[Entries for labeling object positions]
------------------------------------------------

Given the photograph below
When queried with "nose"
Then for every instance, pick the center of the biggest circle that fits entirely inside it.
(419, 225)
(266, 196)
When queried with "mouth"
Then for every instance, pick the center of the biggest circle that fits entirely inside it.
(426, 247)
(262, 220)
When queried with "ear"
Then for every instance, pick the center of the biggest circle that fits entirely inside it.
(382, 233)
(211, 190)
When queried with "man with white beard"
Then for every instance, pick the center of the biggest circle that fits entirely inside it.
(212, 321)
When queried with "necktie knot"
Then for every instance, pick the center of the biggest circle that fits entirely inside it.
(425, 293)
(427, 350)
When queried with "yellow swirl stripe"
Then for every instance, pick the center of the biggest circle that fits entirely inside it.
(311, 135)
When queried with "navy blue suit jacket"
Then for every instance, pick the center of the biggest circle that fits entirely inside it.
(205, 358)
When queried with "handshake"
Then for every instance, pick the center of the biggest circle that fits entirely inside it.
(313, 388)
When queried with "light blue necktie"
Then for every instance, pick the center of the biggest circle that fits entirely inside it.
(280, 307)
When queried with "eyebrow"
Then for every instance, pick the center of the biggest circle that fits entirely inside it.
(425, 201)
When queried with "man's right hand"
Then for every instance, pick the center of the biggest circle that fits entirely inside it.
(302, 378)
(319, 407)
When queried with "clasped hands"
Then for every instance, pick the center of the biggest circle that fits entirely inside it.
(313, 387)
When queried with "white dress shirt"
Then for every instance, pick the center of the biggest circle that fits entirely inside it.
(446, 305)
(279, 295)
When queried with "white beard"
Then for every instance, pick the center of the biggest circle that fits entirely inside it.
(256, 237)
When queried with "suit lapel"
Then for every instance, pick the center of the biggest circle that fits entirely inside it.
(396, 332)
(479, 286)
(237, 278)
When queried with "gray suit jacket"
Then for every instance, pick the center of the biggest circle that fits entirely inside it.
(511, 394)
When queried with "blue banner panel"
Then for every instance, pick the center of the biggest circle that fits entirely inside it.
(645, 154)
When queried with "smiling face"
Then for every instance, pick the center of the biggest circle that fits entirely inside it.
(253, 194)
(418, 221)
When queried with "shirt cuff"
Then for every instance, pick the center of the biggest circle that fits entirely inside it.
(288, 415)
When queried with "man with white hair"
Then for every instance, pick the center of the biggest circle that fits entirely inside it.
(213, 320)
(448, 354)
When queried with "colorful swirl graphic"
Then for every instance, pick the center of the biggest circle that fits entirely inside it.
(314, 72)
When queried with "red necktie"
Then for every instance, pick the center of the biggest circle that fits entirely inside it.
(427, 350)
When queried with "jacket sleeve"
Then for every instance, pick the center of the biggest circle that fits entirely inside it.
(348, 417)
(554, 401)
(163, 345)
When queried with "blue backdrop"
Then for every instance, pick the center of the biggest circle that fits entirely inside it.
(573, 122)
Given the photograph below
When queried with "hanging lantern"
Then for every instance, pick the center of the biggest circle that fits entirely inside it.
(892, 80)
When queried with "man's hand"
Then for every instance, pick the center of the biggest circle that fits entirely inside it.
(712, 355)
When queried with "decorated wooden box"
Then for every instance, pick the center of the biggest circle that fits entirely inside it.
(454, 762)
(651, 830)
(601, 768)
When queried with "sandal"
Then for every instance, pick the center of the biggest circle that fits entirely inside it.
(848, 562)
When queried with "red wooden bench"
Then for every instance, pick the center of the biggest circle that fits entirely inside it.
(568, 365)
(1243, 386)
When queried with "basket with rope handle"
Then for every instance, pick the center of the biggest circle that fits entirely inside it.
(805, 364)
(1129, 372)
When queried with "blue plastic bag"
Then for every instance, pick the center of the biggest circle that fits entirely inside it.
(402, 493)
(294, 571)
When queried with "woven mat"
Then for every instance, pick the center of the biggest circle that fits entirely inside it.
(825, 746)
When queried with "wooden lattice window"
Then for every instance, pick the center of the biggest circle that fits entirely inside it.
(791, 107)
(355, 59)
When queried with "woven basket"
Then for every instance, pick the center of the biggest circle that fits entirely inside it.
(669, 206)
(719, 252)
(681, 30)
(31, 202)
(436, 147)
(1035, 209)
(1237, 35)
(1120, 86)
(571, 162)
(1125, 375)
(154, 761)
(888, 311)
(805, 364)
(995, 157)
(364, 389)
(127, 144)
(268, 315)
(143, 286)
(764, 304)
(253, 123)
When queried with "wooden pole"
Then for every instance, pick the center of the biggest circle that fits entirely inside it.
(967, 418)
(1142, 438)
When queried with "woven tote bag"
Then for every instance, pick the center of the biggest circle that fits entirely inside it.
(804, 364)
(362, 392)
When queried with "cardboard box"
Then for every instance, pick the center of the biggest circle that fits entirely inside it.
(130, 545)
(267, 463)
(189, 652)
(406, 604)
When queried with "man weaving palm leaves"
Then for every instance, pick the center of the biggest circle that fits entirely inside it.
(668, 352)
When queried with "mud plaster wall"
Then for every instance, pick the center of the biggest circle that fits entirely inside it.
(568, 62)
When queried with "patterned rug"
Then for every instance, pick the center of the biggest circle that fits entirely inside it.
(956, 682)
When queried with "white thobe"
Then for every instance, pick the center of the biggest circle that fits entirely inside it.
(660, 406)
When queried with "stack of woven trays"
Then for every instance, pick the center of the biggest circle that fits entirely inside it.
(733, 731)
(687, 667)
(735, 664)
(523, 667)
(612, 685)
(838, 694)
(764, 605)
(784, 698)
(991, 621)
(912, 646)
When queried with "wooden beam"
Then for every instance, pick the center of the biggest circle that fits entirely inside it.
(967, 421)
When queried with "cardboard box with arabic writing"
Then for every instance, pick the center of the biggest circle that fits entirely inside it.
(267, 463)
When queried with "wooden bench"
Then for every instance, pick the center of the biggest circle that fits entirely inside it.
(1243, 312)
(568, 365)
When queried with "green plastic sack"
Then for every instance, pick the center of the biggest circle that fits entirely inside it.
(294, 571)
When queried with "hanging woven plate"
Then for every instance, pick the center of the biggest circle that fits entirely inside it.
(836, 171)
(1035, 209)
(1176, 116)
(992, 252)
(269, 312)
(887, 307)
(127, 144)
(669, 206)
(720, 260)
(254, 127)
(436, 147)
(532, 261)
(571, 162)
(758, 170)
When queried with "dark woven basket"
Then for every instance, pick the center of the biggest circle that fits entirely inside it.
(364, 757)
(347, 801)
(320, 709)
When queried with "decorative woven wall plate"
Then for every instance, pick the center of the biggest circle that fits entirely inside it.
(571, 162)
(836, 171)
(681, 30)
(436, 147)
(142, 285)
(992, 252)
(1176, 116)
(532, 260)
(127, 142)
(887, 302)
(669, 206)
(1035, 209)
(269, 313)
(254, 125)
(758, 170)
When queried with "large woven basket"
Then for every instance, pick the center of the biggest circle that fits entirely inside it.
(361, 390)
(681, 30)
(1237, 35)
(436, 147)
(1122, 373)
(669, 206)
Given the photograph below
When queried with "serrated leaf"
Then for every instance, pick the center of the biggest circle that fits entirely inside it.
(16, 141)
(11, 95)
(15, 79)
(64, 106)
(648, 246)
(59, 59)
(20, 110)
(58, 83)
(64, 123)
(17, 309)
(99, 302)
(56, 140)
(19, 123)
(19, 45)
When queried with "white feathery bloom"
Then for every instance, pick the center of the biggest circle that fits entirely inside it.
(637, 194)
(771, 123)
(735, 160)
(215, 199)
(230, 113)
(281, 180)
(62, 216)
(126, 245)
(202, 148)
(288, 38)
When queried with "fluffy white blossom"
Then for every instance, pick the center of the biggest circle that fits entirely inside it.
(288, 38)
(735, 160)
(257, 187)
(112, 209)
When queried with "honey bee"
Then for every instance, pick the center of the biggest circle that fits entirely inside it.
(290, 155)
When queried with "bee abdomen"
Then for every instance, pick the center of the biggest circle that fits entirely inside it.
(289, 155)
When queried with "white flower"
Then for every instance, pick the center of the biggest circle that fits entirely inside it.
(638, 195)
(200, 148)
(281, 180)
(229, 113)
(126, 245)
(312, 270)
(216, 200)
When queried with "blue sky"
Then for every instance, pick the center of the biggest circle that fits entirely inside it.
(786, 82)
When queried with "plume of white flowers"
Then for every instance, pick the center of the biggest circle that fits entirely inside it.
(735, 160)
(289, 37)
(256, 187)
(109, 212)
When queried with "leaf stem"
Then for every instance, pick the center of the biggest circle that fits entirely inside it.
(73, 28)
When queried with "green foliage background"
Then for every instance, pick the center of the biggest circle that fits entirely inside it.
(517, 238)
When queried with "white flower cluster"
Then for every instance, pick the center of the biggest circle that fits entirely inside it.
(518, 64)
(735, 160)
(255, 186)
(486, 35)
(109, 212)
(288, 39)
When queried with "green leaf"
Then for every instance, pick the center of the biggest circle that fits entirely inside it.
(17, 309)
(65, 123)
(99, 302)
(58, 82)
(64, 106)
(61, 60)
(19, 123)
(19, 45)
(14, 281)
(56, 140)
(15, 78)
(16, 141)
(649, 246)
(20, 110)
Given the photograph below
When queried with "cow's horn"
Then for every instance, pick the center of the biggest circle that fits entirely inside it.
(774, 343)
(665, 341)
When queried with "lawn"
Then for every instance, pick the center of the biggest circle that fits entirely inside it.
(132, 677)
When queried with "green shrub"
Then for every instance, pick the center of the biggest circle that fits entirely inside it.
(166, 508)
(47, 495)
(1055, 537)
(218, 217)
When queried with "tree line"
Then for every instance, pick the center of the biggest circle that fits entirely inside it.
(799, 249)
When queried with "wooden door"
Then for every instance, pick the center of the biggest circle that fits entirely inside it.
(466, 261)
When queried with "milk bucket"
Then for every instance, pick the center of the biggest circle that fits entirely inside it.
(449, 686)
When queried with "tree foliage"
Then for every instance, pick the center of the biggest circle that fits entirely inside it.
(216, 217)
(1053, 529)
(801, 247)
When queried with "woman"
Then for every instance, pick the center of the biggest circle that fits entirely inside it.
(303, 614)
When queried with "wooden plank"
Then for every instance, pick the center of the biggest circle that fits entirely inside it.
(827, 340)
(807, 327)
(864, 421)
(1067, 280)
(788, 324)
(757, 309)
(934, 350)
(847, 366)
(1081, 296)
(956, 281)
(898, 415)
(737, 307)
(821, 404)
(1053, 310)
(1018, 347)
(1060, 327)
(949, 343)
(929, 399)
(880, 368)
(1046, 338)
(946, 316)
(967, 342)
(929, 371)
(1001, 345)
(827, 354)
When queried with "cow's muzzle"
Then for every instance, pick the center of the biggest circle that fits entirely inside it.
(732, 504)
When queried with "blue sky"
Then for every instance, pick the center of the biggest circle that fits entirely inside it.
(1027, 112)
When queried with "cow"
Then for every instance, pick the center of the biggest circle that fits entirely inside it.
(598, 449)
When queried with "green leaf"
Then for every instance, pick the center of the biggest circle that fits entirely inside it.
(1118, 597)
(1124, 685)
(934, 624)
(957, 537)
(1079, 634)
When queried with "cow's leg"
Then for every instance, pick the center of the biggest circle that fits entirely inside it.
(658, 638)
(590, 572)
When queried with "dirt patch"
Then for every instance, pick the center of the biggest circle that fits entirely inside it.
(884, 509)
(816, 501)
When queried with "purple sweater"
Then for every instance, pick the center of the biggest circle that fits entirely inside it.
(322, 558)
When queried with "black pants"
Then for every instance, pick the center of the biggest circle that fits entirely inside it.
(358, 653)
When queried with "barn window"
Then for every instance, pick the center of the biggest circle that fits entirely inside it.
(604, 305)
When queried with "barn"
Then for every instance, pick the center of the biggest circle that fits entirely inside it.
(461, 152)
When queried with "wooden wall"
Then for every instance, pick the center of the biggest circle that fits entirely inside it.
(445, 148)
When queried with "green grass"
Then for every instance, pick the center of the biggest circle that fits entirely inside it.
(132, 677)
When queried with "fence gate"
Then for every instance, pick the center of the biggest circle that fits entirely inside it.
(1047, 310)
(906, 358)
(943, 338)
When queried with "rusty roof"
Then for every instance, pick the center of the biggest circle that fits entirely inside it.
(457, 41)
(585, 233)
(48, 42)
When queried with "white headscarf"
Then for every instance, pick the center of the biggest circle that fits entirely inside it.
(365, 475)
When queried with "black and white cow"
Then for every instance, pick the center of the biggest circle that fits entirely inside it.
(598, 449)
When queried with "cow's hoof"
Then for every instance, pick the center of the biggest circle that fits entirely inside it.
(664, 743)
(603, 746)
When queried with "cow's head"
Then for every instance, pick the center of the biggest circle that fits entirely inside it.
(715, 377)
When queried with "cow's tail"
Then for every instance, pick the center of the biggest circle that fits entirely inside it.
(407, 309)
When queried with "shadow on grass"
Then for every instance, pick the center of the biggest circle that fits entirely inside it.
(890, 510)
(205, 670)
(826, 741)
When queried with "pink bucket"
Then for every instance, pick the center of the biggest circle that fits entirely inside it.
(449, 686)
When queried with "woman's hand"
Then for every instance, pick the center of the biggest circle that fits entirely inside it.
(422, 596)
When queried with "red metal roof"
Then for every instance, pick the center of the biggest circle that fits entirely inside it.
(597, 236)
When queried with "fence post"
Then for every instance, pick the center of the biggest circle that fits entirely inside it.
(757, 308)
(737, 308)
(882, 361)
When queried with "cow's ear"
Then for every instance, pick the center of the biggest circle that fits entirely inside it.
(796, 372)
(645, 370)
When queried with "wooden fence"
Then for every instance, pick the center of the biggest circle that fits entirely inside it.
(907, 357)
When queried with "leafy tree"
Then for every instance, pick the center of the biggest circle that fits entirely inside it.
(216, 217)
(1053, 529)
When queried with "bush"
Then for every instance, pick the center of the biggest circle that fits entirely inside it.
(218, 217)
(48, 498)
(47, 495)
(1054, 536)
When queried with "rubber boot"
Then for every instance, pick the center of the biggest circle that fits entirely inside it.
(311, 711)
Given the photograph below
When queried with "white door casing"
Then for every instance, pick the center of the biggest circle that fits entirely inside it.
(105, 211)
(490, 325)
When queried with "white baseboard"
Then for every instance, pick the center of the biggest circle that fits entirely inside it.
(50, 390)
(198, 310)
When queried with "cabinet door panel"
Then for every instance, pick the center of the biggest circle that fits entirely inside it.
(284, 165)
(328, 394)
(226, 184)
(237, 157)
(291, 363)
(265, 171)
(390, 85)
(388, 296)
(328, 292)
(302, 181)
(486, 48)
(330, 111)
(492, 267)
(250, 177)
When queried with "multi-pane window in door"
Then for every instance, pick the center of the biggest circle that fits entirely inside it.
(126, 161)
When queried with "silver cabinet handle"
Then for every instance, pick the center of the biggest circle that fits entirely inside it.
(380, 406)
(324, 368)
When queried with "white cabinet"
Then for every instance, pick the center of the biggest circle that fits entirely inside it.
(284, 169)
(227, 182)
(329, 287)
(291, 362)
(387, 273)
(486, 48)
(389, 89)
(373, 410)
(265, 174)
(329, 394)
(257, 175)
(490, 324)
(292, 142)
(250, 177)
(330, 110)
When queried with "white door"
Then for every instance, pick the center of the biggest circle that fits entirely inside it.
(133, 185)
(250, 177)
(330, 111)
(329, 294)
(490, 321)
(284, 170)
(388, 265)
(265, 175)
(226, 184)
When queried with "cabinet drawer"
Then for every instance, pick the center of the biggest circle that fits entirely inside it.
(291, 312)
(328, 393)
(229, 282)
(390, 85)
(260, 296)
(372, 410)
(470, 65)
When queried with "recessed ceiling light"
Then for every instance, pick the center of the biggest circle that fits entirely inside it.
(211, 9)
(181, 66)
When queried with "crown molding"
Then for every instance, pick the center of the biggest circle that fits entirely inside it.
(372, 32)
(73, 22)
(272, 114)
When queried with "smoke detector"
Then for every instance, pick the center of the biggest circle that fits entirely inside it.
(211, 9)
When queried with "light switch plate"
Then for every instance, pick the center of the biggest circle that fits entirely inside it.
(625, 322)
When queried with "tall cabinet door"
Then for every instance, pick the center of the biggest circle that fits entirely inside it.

------------------------------------------------

Pick out every line of the records above that contains the word "green". Copy each of those lines.

## Result below
When queried with "green plastic sack"
When queried with "green foliage background"
When queried with "green leaf"
When queried with "green shrub"
When queried with "green leaf"
When queried with "green grass"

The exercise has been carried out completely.